WRITTEN REQUEST -
Find every line in the records below that contains the string "closet", matching case exactly, and copy each of those lines.

>> Start RECORD EXCERPTS

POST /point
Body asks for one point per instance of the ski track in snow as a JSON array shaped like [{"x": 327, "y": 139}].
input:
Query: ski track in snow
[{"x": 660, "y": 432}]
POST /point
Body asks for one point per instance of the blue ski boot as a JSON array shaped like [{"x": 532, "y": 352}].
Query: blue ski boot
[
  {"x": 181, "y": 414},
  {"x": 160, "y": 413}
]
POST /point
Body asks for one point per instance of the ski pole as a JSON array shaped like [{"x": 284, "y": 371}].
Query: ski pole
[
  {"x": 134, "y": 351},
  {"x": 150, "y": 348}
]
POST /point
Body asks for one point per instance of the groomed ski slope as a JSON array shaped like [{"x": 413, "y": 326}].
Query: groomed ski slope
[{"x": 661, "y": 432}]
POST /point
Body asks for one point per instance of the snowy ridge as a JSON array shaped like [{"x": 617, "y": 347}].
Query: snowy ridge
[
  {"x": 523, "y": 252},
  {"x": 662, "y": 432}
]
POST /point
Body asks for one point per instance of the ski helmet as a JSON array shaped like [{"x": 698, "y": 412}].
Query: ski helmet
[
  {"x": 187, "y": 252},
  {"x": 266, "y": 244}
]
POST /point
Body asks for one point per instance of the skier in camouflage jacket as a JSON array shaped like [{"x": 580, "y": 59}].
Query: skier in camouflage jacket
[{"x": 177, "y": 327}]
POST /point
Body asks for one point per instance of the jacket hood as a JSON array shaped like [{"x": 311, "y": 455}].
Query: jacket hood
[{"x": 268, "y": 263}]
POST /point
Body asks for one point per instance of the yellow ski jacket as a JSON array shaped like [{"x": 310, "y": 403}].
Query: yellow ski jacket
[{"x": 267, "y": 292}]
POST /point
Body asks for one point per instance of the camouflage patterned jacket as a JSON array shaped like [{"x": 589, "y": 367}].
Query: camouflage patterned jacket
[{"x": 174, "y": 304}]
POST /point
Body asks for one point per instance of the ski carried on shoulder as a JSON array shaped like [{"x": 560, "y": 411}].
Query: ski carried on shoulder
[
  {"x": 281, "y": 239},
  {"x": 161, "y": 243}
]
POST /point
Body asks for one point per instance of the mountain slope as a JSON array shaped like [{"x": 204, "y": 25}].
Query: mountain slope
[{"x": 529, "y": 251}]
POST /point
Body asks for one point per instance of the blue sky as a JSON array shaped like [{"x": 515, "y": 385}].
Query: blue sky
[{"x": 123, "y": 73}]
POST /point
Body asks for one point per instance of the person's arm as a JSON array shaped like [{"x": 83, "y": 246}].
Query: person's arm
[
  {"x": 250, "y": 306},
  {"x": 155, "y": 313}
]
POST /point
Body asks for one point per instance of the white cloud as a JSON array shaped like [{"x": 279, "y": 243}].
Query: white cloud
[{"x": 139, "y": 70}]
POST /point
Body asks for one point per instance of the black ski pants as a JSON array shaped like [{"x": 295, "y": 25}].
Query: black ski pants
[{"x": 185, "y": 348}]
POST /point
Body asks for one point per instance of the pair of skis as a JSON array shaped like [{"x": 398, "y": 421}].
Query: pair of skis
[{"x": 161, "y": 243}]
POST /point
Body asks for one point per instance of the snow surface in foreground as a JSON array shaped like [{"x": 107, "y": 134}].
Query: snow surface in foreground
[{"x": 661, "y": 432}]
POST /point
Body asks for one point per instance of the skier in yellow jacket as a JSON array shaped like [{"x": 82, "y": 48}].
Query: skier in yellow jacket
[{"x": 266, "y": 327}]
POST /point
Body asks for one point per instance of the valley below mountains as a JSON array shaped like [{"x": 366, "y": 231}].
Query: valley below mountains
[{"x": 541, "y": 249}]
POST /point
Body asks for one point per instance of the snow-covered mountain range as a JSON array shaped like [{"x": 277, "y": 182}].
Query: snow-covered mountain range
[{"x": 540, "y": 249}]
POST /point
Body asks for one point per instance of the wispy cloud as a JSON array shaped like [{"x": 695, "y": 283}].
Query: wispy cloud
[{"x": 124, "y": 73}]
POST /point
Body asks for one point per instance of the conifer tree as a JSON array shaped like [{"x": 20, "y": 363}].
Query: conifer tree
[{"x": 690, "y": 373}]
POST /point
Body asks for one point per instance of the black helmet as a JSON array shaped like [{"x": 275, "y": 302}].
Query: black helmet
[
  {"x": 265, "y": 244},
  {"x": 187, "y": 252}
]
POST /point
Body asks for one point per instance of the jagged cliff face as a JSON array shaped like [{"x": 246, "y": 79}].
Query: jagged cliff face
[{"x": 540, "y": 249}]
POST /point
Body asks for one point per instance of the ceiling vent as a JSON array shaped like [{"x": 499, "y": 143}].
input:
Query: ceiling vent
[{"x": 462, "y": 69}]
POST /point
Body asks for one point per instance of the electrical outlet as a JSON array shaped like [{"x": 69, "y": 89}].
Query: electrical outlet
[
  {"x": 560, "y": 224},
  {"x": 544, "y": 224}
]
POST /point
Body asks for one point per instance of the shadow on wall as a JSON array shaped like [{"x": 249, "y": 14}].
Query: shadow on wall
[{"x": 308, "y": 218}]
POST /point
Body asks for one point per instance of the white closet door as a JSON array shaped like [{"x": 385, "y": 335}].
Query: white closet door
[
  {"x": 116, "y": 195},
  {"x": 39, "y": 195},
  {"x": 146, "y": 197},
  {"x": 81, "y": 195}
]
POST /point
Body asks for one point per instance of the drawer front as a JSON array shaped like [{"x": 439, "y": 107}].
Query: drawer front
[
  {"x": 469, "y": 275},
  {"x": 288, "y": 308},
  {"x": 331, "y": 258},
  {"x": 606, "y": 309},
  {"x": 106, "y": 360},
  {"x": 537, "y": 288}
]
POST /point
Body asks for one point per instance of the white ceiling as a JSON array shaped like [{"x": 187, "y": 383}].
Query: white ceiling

>> End RECORD EXCERPTS

FULL ANSWER -
Body asks for one point per instance of the white closet door as a JSON array shaped like [{"x": 385, "y": 335}].
Query: white closet door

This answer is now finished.